• _PROMPT 1_
Using the extract on fracking regulation, decide whether each statement below agrees with it. For each one, answer yes or no and quote the deciding words of the extract.
(a) In 2004 the EPA held that hydraulic fracturing was exempt from the requirements of these acts.
(b) The authors expect an outright ban on fracking in the US.
(c) The ACC and the American Natural Gas Alliance support further federal regulation of fracking.
• _PROMPT 2_
List every US state named in the extract on fracking regulation.
• _PROMPT 3_
Write out the extract on fracking regulation word for word, from "The Environmental Protection" to "environmental remediation efforts.".

• _PAGE EXTRACT_
[Begin]
The Environmental Protection agency in 2004 took the position that hydraulic fracturing was exempt from the requirements of these acts, which is the main federal legislation governing water quality and use in the US, including clean-up standards and requirements. However, as discussed in the next paragraph, the EPA is now considering applying several of these acts to hydraulic fracturing. And at the state level, we may see more proposals such as that recently put forward by the Governor of Pennsylvania, which would allow counties to impose fees for drilling using fracking technology to pay for environmental remediation efforts.

All of this remains in a state of flux at present, and we would expect a vigorous debate over the treatment and disposal of wastewater to be sustained for some time. At present, both the ACC and the American Natural Gas Alliance (the US Natural gas producer trade group) are actively opposing further federal regulation of fracking activities, preferring that such regulations remain at the state level.

4. Likely increased government regulation: Regulation, by its very nature, adds costs. It is in fact likely that given the concerns mentioned above that there will be increased regulation. What remains uncertain at present is whether any increased regulation will be at the federal or state level, the potential scope of these regulations, and therefore their potential costs. While there are pressures for an outright ban on fracking, such as is the case in France, we suspect such a ban is unlikely in the US, unless the evidence for groundwater contamination becomes unequivocal, which at present it is not. The US government may issue federal guidelines for fracking within the next month, and several states, including New York and New Jersey, are currently reviewing or developing guidelines to ensure groundwater safety. Given the relative recency of much current gas shale development, however, we would expect the regulatory environment to be a shifting one over the next several years. The Natural Gas industry trade group, along with related organizations such as the American Chemical Council, have indicated the preference for continuing with the present policy of leaving most drilling regulations to States.

We note that this is a situation that is likely to only exist in the US, where there can be a variety of regulations, and regulatory oversight agencies, at both the state and federal level. Most countries, however, have only a single set of regulations governing such issues as drilling and water use, and these are generally national regulations.
[End]
• _GIVEN DATA_
[Begin]
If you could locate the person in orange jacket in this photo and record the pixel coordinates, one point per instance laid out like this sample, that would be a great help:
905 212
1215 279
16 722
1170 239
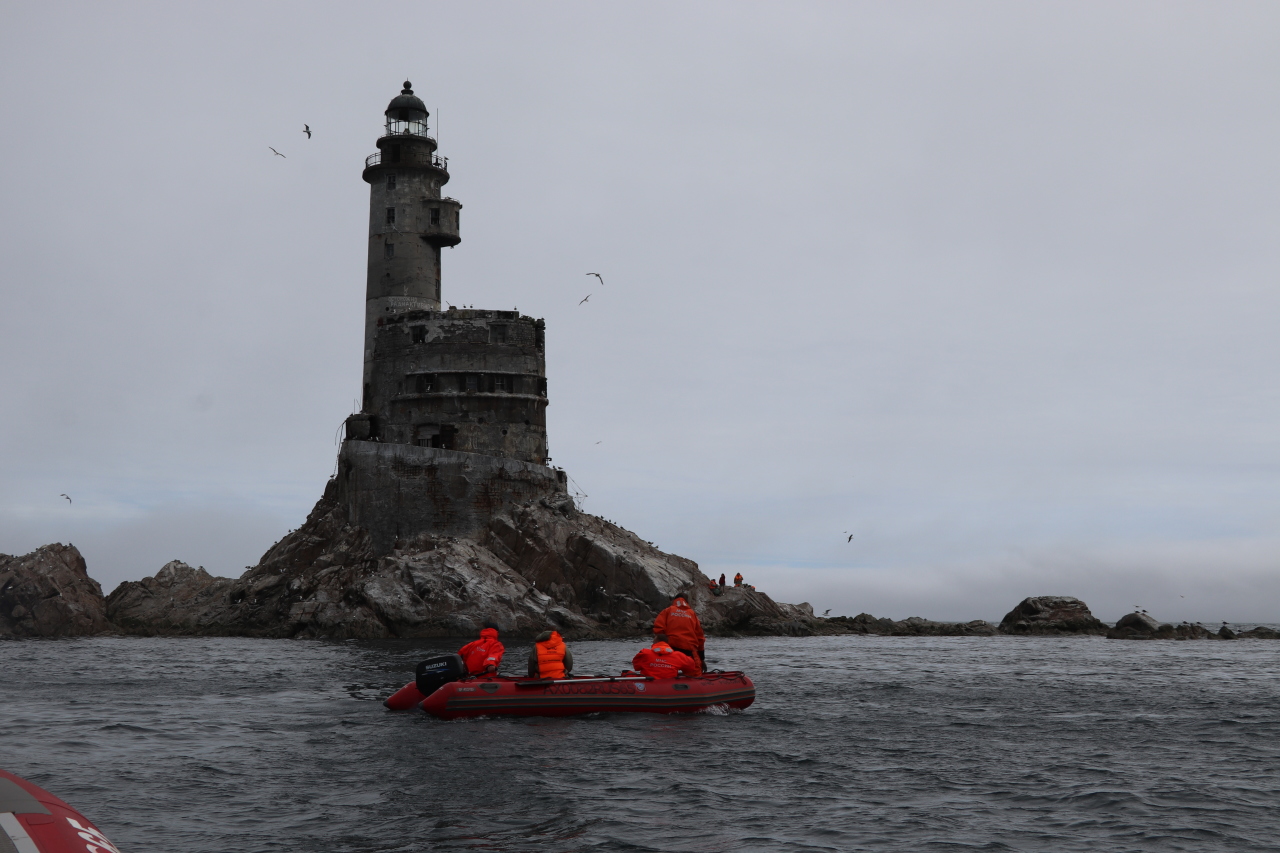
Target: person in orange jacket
684 630
485 653
551 658
661 661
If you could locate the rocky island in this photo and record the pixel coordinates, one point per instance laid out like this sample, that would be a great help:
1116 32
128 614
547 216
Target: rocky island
444 511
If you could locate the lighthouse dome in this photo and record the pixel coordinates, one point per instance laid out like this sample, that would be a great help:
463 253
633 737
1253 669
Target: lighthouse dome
406 100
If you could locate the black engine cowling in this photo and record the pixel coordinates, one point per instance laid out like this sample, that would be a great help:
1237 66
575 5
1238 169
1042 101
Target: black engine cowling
435 673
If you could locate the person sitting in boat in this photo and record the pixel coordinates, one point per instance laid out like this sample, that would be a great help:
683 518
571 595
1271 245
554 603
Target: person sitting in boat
551 658
661 661
684 630
485 653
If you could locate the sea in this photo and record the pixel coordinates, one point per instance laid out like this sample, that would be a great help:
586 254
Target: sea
854 743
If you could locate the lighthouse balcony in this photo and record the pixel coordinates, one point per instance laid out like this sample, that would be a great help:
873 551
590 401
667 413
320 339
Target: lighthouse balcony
435 160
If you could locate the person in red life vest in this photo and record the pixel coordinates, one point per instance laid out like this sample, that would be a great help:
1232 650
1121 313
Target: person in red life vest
681 626
661 661
485 653
551 658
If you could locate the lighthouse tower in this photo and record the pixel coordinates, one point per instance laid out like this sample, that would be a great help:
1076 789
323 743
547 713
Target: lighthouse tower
452 427
408 220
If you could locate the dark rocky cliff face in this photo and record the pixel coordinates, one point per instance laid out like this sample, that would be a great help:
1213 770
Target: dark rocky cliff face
536 566
49 593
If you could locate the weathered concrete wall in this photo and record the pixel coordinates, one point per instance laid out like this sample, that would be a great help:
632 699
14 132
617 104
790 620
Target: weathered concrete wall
398 491
408 222
470 381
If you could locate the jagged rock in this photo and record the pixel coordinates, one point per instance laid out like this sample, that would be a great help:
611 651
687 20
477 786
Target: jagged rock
912 626
1051 615
1143 626
49 593
164 603
539 565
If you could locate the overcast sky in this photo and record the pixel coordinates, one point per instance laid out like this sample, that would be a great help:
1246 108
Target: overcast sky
992 287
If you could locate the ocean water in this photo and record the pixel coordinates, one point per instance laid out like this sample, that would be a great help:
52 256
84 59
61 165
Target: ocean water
853 744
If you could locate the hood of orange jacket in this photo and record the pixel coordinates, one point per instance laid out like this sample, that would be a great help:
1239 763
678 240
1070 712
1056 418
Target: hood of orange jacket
551 657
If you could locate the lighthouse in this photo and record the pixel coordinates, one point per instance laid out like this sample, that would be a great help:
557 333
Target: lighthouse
408 219
452 425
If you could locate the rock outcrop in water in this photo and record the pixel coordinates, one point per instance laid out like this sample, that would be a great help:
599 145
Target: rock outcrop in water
540 564
49 593
910 626
1139 625
1051 615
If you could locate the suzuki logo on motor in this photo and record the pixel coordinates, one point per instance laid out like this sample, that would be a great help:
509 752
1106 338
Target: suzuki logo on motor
97 842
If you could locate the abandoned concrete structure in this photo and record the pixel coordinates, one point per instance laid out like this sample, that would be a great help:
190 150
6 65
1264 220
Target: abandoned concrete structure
453 422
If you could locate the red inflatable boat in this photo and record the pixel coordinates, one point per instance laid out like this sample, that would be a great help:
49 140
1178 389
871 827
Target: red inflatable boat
629 693
35 821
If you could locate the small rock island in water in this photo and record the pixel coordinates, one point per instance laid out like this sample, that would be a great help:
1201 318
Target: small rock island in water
444 511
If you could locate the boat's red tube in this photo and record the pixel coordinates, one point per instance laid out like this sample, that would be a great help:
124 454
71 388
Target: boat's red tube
35 821
497 694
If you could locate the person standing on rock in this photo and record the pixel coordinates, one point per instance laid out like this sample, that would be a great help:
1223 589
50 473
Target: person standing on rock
661 661
551 658
682 629
485 653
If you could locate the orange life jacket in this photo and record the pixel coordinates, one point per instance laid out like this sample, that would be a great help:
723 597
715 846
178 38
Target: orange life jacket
481 653
551 657
664 662
681 626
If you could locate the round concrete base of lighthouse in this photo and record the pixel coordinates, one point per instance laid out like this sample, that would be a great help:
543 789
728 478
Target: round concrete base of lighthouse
401 491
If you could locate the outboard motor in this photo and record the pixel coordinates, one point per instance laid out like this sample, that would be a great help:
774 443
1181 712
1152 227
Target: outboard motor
432 675
435 673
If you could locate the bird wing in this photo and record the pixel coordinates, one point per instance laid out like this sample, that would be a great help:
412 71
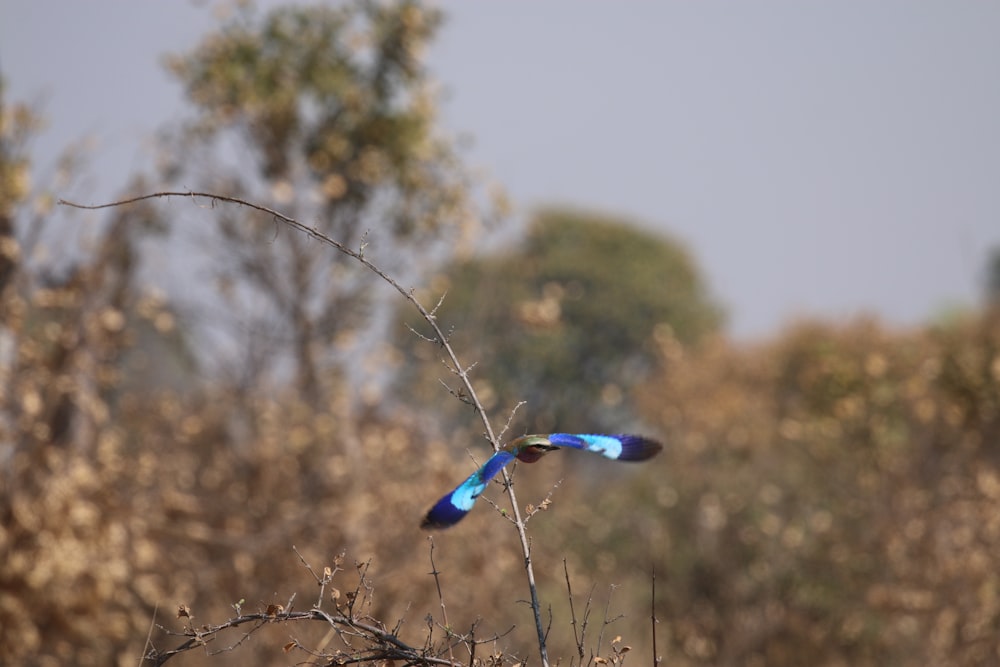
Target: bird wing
453 507
620 447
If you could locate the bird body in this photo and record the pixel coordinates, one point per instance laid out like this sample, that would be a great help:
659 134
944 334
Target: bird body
453 507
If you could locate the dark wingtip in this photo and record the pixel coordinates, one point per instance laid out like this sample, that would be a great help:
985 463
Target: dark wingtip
638 448
442 515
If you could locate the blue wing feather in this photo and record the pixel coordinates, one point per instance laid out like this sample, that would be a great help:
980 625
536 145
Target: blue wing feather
453 507
619 447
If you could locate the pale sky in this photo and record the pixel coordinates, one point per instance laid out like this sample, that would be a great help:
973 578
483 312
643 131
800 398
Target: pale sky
818 158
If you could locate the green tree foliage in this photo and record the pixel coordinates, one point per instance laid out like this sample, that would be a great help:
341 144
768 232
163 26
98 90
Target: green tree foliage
565 321
324 113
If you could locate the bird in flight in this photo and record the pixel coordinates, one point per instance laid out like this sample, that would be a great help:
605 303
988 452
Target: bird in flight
529 448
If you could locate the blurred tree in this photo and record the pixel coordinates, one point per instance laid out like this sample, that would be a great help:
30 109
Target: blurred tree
326 114
565 321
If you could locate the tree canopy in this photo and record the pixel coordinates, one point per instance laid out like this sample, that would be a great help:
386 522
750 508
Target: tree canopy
566 319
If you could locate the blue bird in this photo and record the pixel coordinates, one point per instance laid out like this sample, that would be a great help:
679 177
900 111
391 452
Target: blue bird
529 448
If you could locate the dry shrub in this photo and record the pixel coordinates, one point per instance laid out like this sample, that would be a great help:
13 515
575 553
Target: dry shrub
830 498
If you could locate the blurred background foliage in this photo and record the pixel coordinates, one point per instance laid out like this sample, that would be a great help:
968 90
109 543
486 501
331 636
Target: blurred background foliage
563 321
827 497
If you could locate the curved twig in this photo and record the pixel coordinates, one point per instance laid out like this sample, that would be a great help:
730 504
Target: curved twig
458 368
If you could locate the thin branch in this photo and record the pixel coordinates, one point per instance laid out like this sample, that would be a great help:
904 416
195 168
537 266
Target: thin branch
444 610
652 614
359 255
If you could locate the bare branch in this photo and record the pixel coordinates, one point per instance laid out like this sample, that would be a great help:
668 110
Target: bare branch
473 398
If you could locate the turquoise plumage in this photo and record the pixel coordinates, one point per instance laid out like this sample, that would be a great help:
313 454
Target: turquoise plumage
453 507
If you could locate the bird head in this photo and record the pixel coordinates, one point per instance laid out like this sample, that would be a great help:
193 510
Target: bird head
530 448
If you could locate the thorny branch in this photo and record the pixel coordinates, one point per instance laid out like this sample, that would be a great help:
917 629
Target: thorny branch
458 368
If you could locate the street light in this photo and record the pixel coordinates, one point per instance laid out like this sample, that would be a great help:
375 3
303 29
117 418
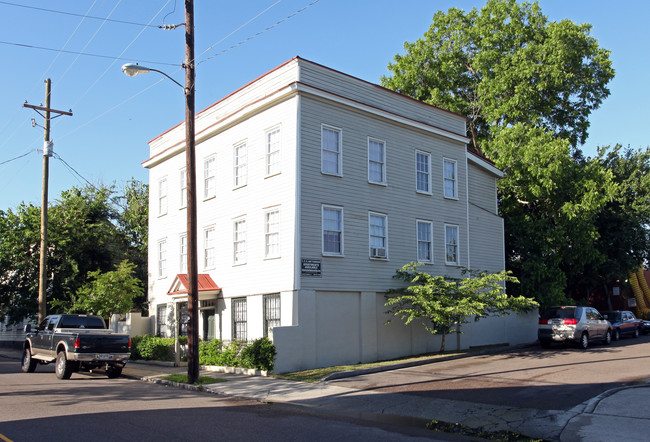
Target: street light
192 269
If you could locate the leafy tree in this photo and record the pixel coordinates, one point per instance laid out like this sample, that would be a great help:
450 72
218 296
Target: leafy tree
442 304
506 64
111 292
527 86
88 232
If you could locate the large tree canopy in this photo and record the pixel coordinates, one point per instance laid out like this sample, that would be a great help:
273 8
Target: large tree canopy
528 86
506 64
88 232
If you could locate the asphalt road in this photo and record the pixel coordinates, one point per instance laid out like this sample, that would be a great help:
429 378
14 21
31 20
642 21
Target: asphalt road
558 378
38 406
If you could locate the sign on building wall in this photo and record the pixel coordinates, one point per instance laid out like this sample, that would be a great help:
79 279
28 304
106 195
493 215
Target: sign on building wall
311 267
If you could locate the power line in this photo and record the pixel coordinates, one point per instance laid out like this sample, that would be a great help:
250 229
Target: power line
79 15
86 54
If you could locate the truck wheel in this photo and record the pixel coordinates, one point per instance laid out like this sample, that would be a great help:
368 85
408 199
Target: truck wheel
63 366
29 364
113 372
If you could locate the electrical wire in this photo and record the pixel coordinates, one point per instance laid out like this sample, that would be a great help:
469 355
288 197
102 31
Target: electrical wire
78 15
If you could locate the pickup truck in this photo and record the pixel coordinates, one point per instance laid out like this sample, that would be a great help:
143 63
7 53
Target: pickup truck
75 343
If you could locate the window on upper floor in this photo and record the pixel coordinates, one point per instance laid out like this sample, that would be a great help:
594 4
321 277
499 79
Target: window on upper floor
425 241
239 319
210 177
451 244
162 196
378 233
240 159
182 247
332 224
209 253
273 143
239 241
423 172
272 233
376 161
449 178
183 188
331 150
162 258
271 313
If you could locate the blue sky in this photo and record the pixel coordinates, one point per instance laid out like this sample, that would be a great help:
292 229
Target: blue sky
105 141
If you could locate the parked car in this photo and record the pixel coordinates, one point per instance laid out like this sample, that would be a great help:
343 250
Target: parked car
581 325
624 323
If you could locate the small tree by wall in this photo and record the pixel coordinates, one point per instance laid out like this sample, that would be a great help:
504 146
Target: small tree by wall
442 304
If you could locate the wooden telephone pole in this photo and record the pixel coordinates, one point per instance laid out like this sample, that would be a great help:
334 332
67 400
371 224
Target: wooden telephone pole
47 153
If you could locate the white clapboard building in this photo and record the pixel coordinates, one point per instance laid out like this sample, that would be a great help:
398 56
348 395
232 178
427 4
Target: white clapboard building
313 188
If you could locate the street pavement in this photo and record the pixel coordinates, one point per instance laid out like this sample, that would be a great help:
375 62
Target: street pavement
621 413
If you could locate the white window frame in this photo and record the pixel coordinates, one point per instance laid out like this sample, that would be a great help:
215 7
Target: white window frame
272 233
163 196
453 180
449 244
162 258
373 236
427 155
381 162
338 153
210 177
420 240
239 237
183 188
240 164
182 249
340 230
273 151
209 247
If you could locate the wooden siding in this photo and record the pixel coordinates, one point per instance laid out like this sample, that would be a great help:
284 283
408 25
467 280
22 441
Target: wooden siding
258 275
398 199
377 96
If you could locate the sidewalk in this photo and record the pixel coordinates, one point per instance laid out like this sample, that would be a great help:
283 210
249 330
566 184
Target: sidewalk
617 414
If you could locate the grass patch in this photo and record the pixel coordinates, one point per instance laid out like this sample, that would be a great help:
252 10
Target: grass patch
317 374
202 380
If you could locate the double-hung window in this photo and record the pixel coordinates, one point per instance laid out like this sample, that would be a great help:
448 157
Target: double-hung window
240 158
425 241
271 313
162 196
451 244
376 161
162 258
239 241
332 230
210 177
209 254
272 233
449 178
183 188
331 150
183 253
423 172
273 151
378 232
239 319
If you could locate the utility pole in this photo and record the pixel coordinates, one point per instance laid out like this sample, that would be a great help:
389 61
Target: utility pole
192 265
47 153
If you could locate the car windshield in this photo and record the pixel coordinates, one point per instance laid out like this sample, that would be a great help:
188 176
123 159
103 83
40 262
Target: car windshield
559 312
613 316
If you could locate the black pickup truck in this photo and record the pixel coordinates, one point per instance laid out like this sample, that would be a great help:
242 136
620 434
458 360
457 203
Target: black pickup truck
76 343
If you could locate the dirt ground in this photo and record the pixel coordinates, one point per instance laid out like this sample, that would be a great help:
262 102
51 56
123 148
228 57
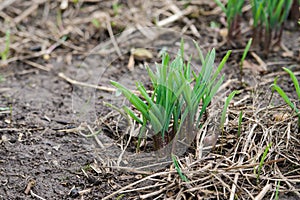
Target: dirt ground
52 90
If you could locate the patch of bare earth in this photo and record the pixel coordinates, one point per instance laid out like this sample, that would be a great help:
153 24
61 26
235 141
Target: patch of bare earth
46 152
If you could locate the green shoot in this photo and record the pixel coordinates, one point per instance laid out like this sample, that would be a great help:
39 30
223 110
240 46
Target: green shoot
245 52
178 92
116 8
262 161
277 191
268 18
228 99
240 124
96 23
178 169
4 54
244 56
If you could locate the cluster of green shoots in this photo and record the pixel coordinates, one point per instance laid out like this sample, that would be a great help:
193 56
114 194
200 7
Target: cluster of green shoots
287 100
178 98
268 18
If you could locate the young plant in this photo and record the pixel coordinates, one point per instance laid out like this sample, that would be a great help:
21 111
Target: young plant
178 169
244 56
262 161
233 11
283 95
240 124
5 52
268 19
227 101
173 107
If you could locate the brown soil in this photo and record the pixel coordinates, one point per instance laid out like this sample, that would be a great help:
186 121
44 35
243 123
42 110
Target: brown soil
42 111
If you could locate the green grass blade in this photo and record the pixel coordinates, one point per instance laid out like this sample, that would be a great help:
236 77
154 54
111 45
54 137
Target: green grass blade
221 65
219 3
285 97
132 115
295 81
178 169
277 191
246 51
136 101
262 160
228 99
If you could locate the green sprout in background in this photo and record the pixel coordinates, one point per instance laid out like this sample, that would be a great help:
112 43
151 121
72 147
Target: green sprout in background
283 95
5 53
233 11
268 19
262 161
173 106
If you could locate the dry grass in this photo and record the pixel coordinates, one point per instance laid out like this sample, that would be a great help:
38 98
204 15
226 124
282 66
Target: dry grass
226 172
[End]
• _FULL RESPONSE 1_
(a) Yes: "The Environmental Protection agency in 2004 took the position that hydraulic fracturing was exempt from the requirements of these acts"
(b) No: "we suspect such a ban is unlikely in the US"
(c) No: "are actively opposing further federal regulation of fracking activities, preferring that such regulations remain at the state level"

• _FULL RESPONSE 2_
Pennsylvania, New York, New Jersey

• _FULL RESPONSE 3_
The Environmental Protection agency in 2004 took the position that hydraulic fracturing was exempt from the requirements of these acts, which is the main federal legislation governing water quality and use in the US, including clean-up standards and requirements. However, as discussed in the next paragraph, the EPA is now considering applying several of these acts to hydraulic fracturing. And at the state level, we may see more proposals such as that recently put forward by the Governor of Pennsylvania, which would allow counties to impose fees for drilling using fracking technology to pay for environmental remediation efforts.